**WHAT YOU NEED TO DO:** Repeat the part of the syphilis text starting at "Syphilis is contagious" and ending at "you change partner.", substituting "six months" for "three months".

**READING TEXT:**
Content starts

Anyone who suspects they have syphilis should not engage in any sexual activity - including oral sex, sharing sex toys and even close, non-penetrative bodily contact. Even when treatment starts you are still contagious so you should abstain for two weeks after treatment has ended. This will prevent syphilis from being spread to others.
If you do test positive for syphilis, it is vital to contact any previous sexual partners as they may be at risk and be spreading the infection to others.
Syphilis is treated with antibiotics but the amount you take depends on how long you've had it.
- If syphilis has been present for less than two years, you will be given a penicillin injection in the buttocks or a 10-14-day course of oral antibiotics (especially if you are allergic to penicillin).
- If syphilis has been present for longer than two years, three injections of antibiotics are given in weekly intervals or you have a 28-day course of oral antibiotics.
- In very serious cases, where syphilis has spread to the brain, you may need daily injections in the buttocks or vein for two weeks or a 28-day course of oral antibiotics.
Almost half of all people treated for syphilis experience side effects, which include flu-like symptoms such as fever, headaches and joint pain. If these aren't eased by paracetamol, speak to your GP. Some people can react to the penicillin injection but you will be monitored and treated if that occurs. Tell your doctor if you think you may be pregnant as this may affect your treatment.
Syphilis is contagious so even if you are in a long-term relationship, consider getting tested every year. If you have multiple partners, get tested every three months or each time you change partner.

Content ends

**RECORD SET:**
Content starts

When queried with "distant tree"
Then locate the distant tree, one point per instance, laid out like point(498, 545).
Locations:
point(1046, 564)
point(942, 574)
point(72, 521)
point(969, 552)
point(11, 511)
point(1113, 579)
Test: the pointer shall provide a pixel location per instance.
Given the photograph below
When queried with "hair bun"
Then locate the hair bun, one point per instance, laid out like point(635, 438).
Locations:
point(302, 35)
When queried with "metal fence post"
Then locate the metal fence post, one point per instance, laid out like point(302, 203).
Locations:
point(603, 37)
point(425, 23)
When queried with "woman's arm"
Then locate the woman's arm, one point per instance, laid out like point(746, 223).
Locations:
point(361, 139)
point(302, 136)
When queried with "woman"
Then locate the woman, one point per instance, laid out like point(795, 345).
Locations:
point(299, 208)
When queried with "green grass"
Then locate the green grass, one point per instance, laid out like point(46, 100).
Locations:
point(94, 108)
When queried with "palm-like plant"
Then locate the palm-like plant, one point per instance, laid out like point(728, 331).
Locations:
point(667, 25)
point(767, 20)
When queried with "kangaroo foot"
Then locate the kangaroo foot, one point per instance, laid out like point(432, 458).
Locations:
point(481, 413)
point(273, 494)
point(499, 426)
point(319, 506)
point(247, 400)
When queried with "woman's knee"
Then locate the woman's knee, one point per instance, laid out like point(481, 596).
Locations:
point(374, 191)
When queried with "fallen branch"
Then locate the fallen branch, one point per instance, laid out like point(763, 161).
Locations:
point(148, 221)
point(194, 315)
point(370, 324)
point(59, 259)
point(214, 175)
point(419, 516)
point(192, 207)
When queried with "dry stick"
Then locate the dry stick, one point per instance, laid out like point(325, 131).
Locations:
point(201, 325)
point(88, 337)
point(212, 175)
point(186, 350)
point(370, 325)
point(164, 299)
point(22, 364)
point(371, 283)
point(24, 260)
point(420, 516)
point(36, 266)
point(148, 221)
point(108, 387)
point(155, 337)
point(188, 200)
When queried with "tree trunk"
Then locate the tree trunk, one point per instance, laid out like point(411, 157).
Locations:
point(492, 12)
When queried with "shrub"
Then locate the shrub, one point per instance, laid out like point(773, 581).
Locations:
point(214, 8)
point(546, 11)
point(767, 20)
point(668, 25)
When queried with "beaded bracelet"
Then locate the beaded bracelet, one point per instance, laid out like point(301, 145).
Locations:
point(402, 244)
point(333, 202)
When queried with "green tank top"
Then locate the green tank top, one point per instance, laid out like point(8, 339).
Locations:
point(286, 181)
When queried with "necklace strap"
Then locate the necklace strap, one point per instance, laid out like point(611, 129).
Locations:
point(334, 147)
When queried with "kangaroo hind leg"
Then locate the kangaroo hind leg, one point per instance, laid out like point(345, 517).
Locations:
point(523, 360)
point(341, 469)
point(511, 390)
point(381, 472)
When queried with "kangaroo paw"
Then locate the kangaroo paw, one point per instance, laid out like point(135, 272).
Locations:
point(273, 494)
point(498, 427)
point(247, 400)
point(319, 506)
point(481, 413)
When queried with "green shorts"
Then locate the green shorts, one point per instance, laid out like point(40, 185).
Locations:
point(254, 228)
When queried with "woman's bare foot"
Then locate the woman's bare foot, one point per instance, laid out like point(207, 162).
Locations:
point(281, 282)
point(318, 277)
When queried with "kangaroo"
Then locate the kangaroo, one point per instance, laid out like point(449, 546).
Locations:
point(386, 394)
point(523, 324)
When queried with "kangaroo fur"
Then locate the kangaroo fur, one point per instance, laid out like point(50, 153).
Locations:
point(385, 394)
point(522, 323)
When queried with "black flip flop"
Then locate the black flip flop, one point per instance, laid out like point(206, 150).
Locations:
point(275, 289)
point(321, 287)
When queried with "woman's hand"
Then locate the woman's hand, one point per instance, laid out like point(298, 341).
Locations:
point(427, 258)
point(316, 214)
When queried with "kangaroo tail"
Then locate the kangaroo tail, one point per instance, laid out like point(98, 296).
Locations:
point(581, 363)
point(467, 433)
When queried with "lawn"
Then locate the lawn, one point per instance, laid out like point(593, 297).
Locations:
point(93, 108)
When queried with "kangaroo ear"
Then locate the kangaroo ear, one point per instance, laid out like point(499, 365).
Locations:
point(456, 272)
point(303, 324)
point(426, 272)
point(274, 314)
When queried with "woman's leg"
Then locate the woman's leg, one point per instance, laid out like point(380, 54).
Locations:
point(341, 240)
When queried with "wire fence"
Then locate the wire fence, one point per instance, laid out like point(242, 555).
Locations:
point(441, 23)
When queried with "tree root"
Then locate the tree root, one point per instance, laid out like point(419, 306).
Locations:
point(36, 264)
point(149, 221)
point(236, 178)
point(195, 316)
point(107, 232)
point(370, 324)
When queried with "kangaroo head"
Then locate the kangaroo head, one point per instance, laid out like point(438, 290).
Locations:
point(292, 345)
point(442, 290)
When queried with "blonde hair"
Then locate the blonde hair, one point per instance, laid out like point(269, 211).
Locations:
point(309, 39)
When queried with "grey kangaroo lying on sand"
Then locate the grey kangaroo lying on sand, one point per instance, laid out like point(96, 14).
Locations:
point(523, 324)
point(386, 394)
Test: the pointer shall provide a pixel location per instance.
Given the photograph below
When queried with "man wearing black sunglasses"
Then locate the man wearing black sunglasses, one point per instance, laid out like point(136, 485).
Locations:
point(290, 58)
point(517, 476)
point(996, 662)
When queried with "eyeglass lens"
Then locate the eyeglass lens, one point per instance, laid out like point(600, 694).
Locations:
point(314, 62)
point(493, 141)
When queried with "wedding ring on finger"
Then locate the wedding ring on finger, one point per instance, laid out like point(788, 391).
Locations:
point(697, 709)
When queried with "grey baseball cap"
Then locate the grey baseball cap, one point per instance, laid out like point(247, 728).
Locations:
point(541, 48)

Content ends

**TASK RESULT:**
Syphilis is contagious so even if you are in a long-term relationship, consider getting tested every year. If you have multiple partners, get tested every six months or each time you change partner.